* _Exercise_
Only the lines from the one with "Objective — a point for each instance of the speckled" onward are wanted, through the last line of the entries, set down exactly.

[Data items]
○ ○ ○ ○ ○

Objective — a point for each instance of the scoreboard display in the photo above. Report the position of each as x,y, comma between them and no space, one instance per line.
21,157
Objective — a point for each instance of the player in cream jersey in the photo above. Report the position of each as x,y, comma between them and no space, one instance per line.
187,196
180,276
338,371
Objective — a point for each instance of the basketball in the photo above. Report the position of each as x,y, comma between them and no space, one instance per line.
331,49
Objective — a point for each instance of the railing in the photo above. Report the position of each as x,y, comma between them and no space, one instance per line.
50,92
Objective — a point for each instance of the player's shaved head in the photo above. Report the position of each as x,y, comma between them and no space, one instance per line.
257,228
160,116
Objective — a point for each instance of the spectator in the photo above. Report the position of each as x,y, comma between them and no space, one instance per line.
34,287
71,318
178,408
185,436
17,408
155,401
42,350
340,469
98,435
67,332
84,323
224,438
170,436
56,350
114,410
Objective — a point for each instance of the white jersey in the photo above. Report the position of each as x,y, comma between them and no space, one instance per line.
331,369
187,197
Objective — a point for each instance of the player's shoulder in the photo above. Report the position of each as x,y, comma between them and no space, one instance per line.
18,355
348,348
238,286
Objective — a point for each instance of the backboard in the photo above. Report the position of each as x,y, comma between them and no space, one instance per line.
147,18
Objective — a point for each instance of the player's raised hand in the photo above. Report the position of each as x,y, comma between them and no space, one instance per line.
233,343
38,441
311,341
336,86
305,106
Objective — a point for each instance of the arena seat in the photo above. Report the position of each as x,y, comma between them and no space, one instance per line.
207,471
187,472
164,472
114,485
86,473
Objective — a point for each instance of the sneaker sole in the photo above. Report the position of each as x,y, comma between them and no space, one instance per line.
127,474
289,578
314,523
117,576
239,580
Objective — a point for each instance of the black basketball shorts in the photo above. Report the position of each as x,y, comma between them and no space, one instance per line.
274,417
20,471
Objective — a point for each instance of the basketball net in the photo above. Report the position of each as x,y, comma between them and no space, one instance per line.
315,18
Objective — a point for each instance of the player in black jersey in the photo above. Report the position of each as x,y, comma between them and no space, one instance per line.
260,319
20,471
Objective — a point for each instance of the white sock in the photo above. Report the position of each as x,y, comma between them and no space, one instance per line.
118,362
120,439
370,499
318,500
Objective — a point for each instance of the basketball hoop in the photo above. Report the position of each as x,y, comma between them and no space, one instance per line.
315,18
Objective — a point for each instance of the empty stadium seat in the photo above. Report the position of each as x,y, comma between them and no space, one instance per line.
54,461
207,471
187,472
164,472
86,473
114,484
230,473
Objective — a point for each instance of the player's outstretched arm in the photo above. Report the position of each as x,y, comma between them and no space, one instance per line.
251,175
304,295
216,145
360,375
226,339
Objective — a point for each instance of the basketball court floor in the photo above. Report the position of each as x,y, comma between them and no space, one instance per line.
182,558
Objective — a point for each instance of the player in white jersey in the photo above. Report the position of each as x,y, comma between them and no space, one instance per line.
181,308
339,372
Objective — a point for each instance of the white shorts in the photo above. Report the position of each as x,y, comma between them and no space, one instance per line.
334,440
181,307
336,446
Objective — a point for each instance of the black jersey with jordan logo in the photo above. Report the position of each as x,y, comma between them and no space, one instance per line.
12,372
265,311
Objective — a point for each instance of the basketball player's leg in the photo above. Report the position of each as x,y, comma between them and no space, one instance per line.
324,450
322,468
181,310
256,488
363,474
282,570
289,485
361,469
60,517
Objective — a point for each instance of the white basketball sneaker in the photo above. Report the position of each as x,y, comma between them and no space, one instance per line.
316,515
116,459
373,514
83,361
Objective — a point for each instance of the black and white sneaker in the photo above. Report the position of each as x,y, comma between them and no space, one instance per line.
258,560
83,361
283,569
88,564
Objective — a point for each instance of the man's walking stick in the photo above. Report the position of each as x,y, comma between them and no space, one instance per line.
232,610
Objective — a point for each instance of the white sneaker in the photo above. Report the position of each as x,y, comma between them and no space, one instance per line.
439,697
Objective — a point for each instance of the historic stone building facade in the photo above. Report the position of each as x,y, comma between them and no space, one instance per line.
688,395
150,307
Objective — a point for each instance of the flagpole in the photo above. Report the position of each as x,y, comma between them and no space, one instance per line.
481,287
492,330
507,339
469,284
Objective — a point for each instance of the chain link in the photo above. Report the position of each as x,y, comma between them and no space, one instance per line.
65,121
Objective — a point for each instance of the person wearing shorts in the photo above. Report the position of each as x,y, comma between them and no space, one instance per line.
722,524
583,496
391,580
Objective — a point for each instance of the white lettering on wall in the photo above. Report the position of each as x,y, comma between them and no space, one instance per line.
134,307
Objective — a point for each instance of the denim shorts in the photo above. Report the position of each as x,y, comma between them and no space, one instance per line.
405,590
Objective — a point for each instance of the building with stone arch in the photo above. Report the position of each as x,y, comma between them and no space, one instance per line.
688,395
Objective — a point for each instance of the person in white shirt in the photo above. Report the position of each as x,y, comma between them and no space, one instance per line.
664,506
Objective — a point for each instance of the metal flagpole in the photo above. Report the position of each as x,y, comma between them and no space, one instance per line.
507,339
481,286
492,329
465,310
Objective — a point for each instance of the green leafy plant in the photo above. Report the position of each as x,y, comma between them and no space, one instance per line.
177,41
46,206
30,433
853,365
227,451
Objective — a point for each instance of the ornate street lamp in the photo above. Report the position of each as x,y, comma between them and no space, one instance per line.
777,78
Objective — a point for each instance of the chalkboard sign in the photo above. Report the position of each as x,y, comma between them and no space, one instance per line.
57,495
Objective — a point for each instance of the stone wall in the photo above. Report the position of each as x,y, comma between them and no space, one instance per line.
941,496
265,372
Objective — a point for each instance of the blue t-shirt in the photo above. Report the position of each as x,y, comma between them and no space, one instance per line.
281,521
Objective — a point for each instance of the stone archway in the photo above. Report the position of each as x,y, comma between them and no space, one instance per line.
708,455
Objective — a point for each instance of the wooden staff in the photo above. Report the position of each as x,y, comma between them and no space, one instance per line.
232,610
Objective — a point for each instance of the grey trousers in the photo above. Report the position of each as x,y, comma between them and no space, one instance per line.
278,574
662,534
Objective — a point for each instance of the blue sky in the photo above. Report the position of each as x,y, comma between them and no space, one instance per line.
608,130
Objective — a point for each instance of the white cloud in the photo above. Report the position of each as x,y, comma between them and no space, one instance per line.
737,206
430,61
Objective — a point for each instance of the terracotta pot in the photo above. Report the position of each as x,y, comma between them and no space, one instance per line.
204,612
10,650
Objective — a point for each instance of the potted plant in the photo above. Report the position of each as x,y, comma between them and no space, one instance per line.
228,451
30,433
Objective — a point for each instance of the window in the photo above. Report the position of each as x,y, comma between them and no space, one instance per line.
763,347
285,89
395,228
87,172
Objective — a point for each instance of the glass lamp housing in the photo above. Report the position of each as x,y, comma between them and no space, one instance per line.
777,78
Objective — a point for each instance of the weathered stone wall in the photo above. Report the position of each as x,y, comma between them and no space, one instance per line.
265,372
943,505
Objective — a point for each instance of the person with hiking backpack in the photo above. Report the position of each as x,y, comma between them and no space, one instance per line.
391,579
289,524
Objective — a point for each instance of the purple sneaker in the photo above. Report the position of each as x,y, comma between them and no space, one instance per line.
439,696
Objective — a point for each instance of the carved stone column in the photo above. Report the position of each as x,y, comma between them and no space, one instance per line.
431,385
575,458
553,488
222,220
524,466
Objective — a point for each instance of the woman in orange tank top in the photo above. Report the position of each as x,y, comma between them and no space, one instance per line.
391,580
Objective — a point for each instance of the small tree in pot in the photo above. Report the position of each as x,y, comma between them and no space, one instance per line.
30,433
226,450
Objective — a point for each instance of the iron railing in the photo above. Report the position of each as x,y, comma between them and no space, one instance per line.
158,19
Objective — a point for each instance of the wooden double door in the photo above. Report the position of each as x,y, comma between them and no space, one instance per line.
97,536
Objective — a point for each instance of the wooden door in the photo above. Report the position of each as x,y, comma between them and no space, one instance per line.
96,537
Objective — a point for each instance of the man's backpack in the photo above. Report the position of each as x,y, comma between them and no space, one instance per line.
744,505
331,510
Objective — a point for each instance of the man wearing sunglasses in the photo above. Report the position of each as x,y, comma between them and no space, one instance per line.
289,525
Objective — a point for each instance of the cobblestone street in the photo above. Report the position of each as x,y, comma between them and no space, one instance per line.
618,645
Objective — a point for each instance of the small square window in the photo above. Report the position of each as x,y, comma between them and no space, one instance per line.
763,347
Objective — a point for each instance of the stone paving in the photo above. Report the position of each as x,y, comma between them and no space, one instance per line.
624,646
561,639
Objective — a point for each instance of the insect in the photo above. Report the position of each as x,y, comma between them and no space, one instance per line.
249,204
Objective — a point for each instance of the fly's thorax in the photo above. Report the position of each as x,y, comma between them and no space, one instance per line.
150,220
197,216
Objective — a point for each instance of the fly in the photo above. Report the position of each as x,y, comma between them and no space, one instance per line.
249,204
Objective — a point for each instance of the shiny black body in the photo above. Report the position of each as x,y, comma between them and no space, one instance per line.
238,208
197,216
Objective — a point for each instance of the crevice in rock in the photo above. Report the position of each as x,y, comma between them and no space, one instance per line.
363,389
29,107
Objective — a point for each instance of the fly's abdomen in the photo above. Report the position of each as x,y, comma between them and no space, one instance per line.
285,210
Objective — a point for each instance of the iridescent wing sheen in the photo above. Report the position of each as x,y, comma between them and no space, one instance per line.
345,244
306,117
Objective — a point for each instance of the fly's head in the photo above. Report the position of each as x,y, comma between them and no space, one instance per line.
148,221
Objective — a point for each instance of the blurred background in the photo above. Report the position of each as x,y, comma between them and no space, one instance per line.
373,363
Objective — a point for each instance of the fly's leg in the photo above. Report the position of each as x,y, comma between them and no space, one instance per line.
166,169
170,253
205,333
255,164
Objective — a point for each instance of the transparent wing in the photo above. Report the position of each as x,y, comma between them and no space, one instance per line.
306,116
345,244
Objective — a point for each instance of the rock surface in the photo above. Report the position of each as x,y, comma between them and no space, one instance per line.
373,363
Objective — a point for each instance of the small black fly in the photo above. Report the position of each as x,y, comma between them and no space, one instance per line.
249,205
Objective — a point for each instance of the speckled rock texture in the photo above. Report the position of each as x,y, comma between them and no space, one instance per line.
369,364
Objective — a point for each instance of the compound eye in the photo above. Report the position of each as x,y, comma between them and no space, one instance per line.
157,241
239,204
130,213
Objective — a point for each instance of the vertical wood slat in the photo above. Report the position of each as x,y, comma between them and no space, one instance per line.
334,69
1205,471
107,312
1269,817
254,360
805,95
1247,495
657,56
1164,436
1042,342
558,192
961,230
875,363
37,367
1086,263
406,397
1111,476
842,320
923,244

○ ○ ○ ○ ○

* _Task solution_
Objective — a point for each instance of the speckled rock texture in the photo above. Report the position of each as x,y, comma between them and no space, one instance per line.
369,364
Objective — a point for each instance of the compound eye in the photo above. Report the position of each as x,y, comma between them and no space, one instance per line.
157,241
239,204
130,213
Objective — a point for each instance of the vertical wood slat in the photo above. Report the position of each as x,y, comma between them and no space, one instance per line.
334,69
1205,471
107,312
1269,817
254,360
805,95
1247,495
657,56
1164,436
1042,342
558,192
961,230
875,363
37,367
1086,263
406,397
1111,476
842,320
923,244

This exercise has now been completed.